WORK REQUIRED |
Turn everything from the start of the data below down to the line containing "[0,111,30,151]", both ends included, into a numbered list with blank lines omitted.

Data listing
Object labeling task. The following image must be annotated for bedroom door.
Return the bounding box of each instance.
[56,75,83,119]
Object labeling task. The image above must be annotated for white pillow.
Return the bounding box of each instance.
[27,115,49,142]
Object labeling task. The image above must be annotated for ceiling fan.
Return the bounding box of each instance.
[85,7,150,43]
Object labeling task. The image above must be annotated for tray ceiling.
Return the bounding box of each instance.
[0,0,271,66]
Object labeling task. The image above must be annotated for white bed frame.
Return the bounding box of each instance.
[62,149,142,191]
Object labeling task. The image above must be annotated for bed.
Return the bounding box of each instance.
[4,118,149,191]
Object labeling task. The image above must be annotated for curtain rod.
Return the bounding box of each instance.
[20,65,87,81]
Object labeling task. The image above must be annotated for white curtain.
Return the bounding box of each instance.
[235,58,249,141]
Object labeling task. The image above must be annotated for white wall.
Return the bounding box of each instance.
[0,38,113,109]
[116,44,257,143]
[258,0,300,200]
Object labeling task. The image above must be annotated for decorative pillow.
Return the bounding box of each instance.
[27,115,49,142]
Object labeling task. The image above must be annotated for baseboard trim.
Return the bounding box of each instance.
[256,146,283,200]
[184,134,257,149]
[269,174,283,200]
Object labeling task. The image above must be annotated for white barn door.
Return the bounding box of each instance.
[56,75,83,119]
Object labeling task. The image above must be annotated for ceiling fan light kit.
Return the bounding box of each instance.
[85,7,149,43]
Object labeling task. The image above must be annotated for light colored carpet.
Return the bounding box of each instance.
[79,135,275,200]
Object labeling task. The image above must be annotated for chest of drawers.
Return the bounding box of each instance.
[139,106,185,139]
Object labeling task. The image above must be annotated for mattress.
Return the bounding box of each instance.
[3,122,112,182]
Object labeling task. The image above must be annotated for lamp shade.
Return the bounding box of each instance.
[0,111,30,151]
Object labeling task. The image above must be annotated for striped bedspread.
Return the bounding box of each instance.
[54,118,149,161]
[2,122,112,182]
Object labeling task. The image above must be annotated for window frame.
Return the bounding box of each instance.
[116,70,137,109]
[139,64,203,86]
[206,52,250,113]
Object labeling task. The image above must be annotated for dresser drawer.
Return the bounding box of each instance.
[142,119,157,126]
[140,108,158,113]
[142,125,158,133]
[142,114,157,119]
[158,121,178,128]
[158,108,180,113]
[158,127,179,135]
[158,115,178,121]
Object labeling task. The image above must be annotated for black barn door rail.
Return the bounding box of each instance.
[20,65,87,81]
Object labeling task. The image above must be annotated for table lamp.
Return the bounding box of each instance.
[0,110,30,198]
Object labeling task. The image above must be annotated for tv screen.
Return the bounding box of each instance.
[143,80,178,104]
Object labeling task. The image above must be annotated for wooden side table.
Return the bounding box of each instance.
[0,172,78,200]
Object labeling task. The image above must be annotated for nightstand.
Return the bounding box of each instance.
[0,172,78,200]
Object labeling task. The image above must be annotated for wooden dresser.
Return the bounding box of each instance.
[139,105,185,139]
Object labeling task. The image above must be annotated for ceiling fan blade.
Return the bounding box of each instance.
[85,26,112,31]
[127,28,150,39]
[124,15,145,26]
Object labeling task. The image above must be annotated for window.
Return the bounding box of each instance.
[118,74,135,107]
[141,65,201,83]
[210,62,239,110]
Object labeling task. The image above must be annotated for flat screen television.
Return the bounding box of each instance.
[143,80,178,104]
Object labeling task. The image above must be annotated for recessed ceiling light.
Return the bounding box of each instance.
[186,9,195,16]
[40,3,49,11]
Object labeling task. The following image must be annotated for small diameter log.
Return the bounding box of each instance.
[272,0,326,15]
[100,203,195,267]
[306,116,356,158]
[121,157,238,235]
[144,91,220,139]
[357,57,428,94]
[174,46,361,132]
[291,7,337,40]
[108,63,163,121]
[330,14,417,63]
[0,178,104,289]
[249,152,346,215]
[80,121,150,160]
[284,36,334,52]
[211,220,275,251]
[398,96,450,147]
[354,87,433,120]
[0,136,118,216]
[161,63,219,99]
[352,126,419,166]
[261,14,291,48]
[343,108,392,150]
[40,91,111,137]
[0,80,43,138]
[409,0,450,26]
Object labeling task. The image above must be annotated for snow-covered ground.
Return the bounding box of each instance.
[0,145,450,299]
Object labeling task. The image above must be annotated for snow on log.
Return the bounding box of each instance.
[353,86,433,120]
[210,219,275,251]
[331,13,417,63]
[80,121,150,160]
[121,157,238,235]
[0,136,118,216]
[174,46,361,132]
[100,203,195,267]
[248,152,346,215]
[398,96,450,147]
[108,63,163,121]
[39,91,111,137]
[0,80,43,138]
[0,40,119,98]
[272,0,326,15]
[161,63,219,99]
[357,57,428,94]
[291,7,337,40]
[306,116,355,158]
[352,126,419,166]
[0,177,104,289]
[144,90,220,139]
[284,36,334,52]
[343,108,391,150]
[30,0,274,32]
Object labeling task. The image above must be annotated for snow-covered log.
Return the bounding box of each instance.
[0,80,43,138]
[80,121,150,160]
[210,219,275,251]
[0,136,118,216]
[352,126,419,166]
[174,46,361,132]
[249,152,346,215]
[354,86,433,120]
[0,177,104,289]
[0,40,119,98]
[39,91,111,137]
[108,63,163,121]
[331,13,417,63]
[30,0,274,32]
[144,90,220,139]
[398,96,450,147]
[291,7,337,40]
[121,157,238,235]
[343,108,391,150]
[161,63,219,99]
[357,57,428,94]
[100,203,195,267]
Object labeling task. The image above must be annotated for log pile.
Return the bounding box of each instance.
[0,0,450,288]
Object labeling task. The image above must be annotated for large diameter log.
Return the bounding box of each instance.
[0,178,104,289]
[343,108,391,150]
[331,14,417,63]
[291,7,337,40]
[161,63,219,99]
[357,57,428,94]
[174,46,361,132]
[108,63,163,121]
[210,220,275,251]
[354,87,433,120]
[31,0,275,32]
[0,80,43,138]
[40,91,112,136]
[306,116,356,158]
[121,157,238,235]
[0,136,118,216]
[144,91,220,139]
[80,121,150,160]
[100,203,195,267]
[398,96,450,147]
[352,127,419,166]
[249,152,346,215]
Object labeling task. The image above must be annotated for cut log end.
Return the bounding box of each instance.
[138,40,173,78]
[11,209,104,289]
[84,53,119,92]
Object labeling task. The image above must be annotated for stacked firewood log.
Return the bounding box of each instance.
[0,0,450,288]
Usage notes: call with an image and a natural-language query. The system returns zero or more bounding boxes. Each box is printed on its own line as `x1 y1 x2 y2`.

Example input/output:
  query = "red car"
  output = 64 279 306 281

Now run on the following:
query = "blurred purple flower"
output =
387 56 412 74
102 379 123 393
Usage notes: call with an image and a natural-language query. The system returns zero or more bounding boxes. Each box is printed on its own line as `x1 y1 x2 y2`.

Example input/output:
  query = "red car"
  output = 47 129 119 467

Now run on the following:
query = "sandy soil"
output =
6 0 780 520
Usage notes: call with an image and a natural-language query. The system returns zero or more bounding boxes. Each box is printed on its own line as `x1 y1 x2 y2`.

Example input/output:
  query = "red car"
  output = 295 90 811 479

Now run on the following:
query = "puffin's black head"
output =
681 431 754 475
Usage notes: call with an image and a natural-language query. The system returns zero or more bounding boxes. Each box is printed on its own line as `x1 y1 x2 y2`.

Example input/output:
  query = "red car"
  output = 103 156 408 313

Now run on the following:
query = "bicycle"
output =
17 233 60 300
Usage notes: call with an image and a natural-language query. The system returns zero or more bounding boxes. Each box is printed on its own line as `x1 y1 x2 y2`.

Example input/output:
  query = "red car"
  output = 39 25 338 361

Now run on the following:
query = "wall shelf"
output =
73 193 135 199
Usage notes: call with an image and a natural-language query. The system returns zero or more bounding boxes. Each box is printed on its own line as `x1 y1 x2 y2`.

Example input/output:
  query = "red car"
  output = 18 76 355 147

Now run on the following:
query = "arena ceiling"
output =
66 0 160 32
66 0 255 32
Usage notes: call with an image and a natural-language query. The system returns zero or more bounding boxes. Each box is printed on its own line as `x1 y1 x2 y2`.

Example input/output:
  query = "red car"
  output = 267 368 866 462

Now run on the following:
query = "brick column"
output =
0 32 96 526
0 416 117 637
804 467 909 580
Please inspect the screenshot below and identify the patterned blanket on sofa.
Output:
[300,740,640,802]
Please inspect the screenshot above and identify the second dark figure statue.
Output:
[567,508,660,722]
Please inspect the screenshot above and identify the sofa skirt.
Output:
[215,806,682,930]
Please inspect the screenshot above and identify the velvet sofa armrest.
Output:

FULL OUTPUT |
1. Object labeling task. The following image must be annotated for bedroom door.
2. Return the bounding box of each instance.
3. [56,75,83,119]
4. Object labeling task. The image above must be annotated for white pillow.
5. Return the bounding box of each instance.
6. [27,115,49,142]
7. Object labeling task. The image above must be annotated for ceiling fan.
8. Return the bounding box of each instance.
9. [85,7,150,43]
10. Object labeling task. The image above must be annotated for tray ceiling.
11. Return the bounding box of each instance.
12. [0,0,271,66]
13. Object labeling task. The image above must be annotated for white bed frame.
14. Return the bounding box of each instance.
15. [62,149,142,191]
16. Object labeling task. The image above must be annotated for bed.
17. Return the bounding box of each instance.
18. [4,118,149,191]
19. Object labeling task. The image above must be annotated for curtain rod.
20. Return the bounding box of each instance.
21. [20,65,87,81]
22. Object labeling task. The image above must be annotated for white curtain.
23. Return the bounding box of each instance.
24. [235,58,249,141]
25. Object labeling task. The image above must be annotated for white wall.
26. Return the bounding box of each instance.
27. [0,38,113,109]
28. [116,44,257,143]
29. [258,0,300,200]
30. Object labeling task. The image above must be annotated for decorative pillow.
31. Return the bounding box of each instance.
32. [27,115,49,142]
33. Object labeling task. The image above must be annotated for baseboard trim.
34. Return the bounding box of each instance.
35. [256,146,283,200]
36. [184,134,257,149]
37. [269,174,283,200]
38. Object labeling task. The image above must be annotated for white barn door.
39. Return the bounding box of each instance.
40. [56,75,83,119]
41. Object labeling task. The image above must be annotated for ceiling fan light kit.
42. Return the bounding box of each instance.
43. [85,7,149,43]
44. Object labeling task. The image above must be annotated for light colored carpet.
45. Return the bounding box of each instance.
46. [79,135,275,200]
47. Object labeling task. The image above must be annotated for chest of drawers.
48. Return the bounding box of each instance.
49. [139,106,185,139]
50. Object labeling task. The image above must be annotated for mattress.
51. Return the bounding box of each instance.
52. [3,122,112,182]
53. Object labeling task. The image above must be annotated for lamp shade.
54. Return the bounding box of each instance.
55. [0,111,30,151]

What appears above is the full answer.